The details are vague, but the purpose of the Push Project is clear: chef Ben Kramer wants to get Winnipeg cooks and diners out of their respective comfort zones.
THE PUSH PROJECT
● Location: Cloakroom, 200-70 Albert St.
● Dates: Feb. 14-23
● Tickets: $165.20 at chefbenkramer.com
Over 10 days in February, Kramer and 10 city chefs will host a series of intimate pop-up dinners at Cloakroom in the Exchange District.
The challenge pitched to guests is twofold. For one, dinner will be served around a communal table so ticket holders can look forward to spending an evening with 30 or so strangers (or friends-to-be, depending on your outlook). Secondly, the menu for the $165-a-seat event won’t be released ahead of time.
"They won’t know what they’re getting," Kramer says. "We’re hoping the clientele is willing to put their blind faith in us."
That said, the kitchen staff will be able to accommodate allergies or dietary restrictions declared in advance.
For chefs, the Push Project offers an opportunity to collaborate, learn from one another and put their skills to the test in a challenging environment.
Cloakroom is a 3,000-square foot event space on Albert Street opened by Winnipeg fashion designer Lennard Taylor in 2019. The room is a former warehouse with brick walls, columns and huge windows. It’s esthetically pleasing but it’s a far cry from the full-scale kitchens most of the featured chefs are accustomed to working in.
"We’re building a makeshift kitchen, so that will get them out of their comfort zone," Kramer says, adding that the food preparation and dining areas will be in close proximity so guests can chat with chefs while they’re working.
It’s been about five years since Kramer has worked in a standard kitchen. He has made a name for himself catering small dinner parties and large events — such as Raw:Almond, Table for 1200 and the Winnipeg Folk Festival — with his company Fun Events Only Dot Com.
"Being in a different kitchen and a different set-up everyday forces us to think differently, which has been great," he says. "We want to be able to share some of that knowledge with chefs around the city."
Kramer wants to teach as much as he wants to learn — something that’s been missing in his career since becoming a nomadic chef.

- Stated exercise 1 -
According to the Push Project article, who opened Cloakroom, and in what year?
- Stated exercise 2 -
Reproduce the Push Project article from "That said, the" up to and including "a challenging environment.".

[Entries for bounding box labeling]

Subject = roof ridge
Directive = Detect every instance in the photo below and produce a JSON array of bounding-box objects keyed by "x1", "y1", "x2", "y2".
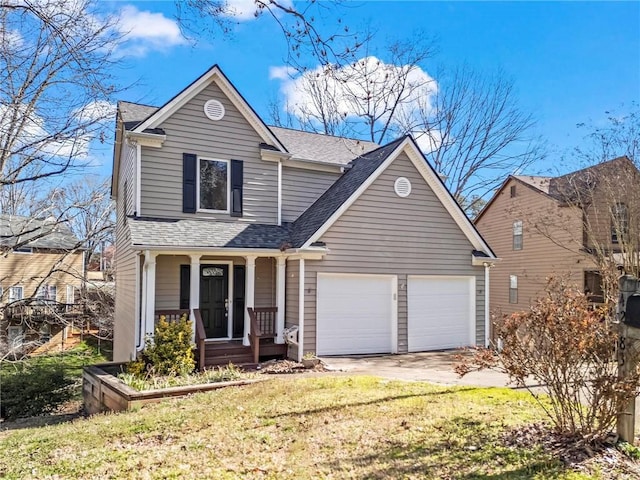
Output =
[{"x1": 267, "y1": 125, "x2": 380, "y2": 145}]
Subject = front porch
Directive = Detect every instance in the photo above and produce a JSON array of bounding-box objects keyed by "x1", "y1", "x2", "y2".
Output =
[
  {"x1": 155, "y1": 308, "x2": 287, "y2": 370},
  {"x1": 138, "y1": 251, "x2": 287, "y2": 368}
]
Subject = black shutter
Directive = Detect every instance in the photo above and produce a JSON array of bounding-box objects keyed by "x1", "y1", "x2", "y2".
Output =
[
  {"x1": 182, "y1": 153, "x2": 198, "y2": 213},
  {"x1": 231, "y1": 160, "x2": 242, "y2": 217},
  {"x1": 180, "y1": 265, "x2": 191, "y2": 310}
]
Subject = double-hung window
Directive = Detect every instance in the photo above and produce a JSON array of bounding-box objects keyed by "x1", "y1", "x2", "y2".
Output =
[
  {"x1": 9, "y1": 285, "x2": 24, "y2": 302},
  {"x1": 611, "y1": 203, "x2": 629, "y2": 243},
  {"x1": 509, "y1": 275, "x2": 518, "y2": 303},
  {"x1": 198, "y1": 158, "x2": 229, "y2": 213},
  {"x1": 513, "y1": 220, "x2": 522, "y2": 250},
  {"x1": 36, "y1": 284, "x2": 58, "y2": 301}
]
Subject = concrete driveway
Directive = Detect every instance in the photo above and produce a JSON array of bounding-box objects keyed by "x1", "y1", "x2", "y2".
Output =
[{"x1": 321, "y1": 350, "x2": 513, "y2": 387}]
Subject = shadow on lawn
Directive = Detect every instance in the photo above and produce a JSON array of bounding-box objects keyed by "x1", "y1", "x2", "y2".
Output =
[
  {"x1": 322, "y1": 417, "x2": 566, "y2": 480},
  {"x1": 263, "y1": 387, "x2": 486, "y2": 418}
]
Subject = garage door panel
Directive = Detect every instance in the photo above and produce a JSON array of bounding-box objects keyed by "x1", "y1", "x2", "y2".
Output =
[
  {"x1": 407, "y1": 277, "x2": 475, "y2": 352},
  {"x1": 316, "y1": 274, "x2": 395, "y2": 355}
]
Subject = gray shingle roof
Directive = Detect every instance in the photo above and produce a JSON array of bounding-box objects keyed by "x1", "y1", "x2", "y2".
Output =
[
  {"x1": 127, "y1": 217, "x2": 289, "y2": 249},
  {"x1": 269, "y1": 126, "x2": 379, "y2": 165},
  {"x1": 118, "y1": 101, "x2": 158, "y2": 130},
  {"x1": 0, "y1": 214, "x2": 80, "y2": 250},
  {"x1": 291, "y1": 137, "x2": 406, "y2": 247}
]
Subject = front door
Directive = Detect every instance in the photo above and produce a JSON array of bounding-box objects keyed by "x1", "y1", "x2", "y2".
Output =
[{"x1": 200, "y1": 265, "x2": 229, "y2": 338}]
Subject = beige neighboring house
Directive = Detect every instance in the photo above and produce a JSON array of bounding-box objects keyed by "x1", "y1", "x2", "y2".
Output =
[
  {"x1": 475, "y1": 157, "x2": 640, "y2": 328},
  {"x1": 0, "y1": 214, "x2": 84, "y2": 349},
  {"x1": 112, "y1": 66, "x2": 495, "y2": 364}
]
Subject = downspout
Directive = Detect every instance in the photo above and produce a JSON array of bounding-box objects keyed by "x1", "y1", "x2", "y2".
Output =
[
  {"x1": 298, "y1": 258, "x2": 304, "y2": 362},
  {"x1": 484, "y1": 262, "x2": 491, "y2": 348},
  {"x1": 278, "y1": 160, "x2": 282, "y2": 226},
  {"x1": 136, "y1": 252, "x2": 147, "y2": 352},
  {"x1": 135, "y1": 142, "x2": 142, "y2": 217}
]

- Correct answer 1 -
Winnipeg fashion designer Lennard Taylor opened it in 2019.

- Correct answer 2 -
That said, the kitchen staff will be able to accommodate allergies or dietary restrictions declared in advance.
For chefs, the Push Project offers an opportunity to collaborate, learn from one another and put their skills to the test in a challenging environment.